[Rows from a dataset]
— START —
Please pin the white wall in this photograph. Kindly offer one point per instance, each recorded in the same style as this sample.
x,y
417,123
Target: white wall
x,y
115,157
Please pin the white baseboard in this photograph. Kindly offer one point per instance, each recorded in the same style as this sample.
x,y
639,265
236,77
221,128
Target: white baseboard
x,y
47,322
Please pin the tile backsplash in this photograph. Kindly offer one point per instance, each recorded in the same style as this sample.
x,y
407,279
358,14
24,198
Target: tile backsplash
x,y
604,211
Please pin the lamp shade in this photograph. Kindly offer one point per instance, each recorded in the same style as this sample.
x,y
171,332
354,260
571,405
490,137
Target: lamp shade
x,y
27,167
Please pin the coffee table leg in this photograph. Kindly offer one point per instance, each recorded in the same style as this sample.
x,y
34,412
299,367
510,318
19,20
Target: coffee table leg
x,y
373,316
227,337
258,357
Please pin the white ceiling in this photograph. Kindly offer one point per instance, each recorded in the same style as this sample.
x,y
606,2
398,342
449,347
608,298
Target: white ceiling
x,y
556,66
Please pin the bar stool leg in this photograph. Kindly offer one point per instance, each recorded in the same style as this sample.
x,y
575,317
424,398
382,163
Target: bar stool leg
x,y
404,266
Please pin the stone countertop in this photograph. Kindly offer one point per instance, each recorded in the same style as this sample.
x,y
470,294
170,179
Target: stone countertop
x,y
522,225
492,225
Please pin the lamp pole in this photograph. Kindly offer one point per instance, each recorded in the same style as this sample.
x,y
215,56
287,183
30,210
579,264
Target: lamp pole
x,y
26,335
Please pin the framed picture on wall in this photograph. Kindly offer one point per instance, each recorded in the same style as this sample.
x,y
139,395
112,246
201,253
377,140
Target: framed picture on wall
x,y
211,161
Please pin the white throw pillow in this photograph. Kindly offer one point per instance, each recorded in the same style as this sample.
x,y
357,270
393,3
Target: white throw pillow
— END —
Exercise aim - Rewrite the lines from the one containing "Please pin the stone" through the end of the items, changing "Kindly offer" to "Please give" and leaving everything else as it is.

Full response -
Please pin the stone countertop in this photograph. Please give one point per instance, each recorded in the same style as this sample.
x,y
470,294
170,179
Target: stone countertop
x,y
522,225
492,225
Please pin the lamp pole in this photograph. Please give one point per instance, each recorded in the same style as this sample.
x,y
215,56
287,183
30,210
579,264
Target: lamp pole
x,y
26,335
Please pin the framed picture on wall in this photograph. Please give one point per instance, each recorded in the same style as this sample.
x,y
139,395
112,246
201,253
377,140
Target: framed picture on wall
x,y
211,161
Please pin the white throw pillow in this photograph. Please give one point per instance, each recorded in the same style as this sample.
x,y
357,270
393,3
Target: white throw pillow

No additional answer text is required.